Excerpt to read ::

______________________________

I have this problem :
Proof : If $S,T:V \rightarrow V$ (V is finite) and $KerS=\{0\}$ then $Im(TS)=Im(T)$
My solution :
- Let $v \in ImT$ exist $w \in V$ such that $T(w)=v$.
Since $KerS=\{0\}$ Its injective, then exist such $x \in V$ such that $S(x)=w$, Therefore $T(S(x))=T(w)=v \implies ImT \subseteq ImTS$.
- Let $v \in ImTS$ exist $ w \in V$ such that $TS(v)=T[S(v)]=w$
Let $u \in V$ such that $S(v)=u \implies T(u)=w$.
Therefore $ImT \subseteq ImTS$ and also $ImTS \subseteq ImT \implies$ ImTS=ImT.
I'm not sure with my solution does $u \in V$, implies that $T(u)=w$, Could anyone explain that part of the proof,I don't really understand that since $T$ and $S$ are different transformations
Thanks!

______________________________

Records ::
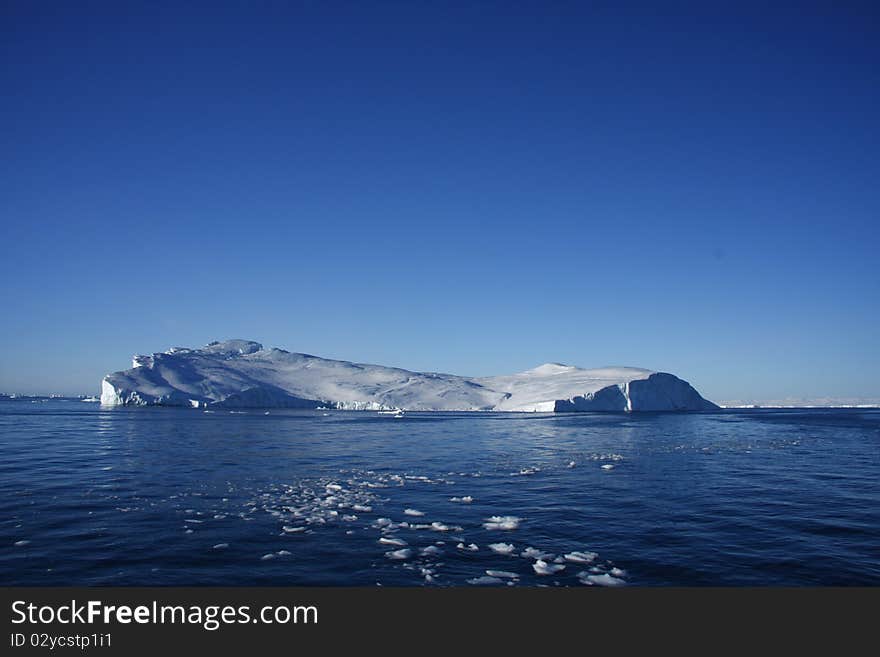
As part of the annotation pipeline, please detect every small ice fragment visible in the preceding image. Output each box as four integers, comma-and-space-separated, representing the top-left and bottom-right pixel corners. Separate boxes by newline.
520, 547, 554, 559
532, 559, 565, 575
580, 573, 626, 586
483, 516, 522, 531
385, 548, 412, 561
565, 551, 599, 563
467, 575, 504, 586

______________________________

Problems and tasks ::
(1) In the forum post about the linear-map proof, what does the writer assume about the kernel of $S$?
(2) Reproduce the part of the forum post about the linear-map proof that opens with the words containing "I have this" and closes with "ImT \implies$ ImTS=ImT.", swapping "injective" for "one-to-one".
(3) Write the next part of the forum post about the linear-map proof, picking up after its final line.

Task responses ::
(1) The kernel of $S$ is $\{0\}$.

(2)
I have this problem :
Proof : If $S,T:V \rightarrow V$ (V is finite) and $KerS=\{0\}$ then $Im(TS)=Im(T)$
My solution :
- Let $v \in ImT$ exist $w \in V$ such that $T(w)=v$.
Since $KerS=\{0\}$ Its one-to-one, then exist such $x \in V$ such that $S(x)=w$, Therefore $T(S(x))=T(w)=v \implies ImT \subseteq ImTS$.
- Let $v \in ImTS$ exist $ w \in V$ such that $TS(v)=T[S(v)]=w$
Let $u \in V$ such that $S(v)=u \implies T(u)=w$.
Therefore $ImT \subseteq ImTS$ and also $ImTS \subseteq ImT \implies$ ImTS=ImT.

(3)
$\text{Im}(TS) \subseteq \text{Im}(T)$ part is fine. There is no problem. But the other inclusion, there is a subtle point. "Since $\text{Ker}(S)=\{0\}$, it's injective. Then exist such $x \in V$ such that $S(x) =w.$" The last condition is for surjective maps, not for injective maps.
Here is a hint: Prove that $S$ is a surjective map also.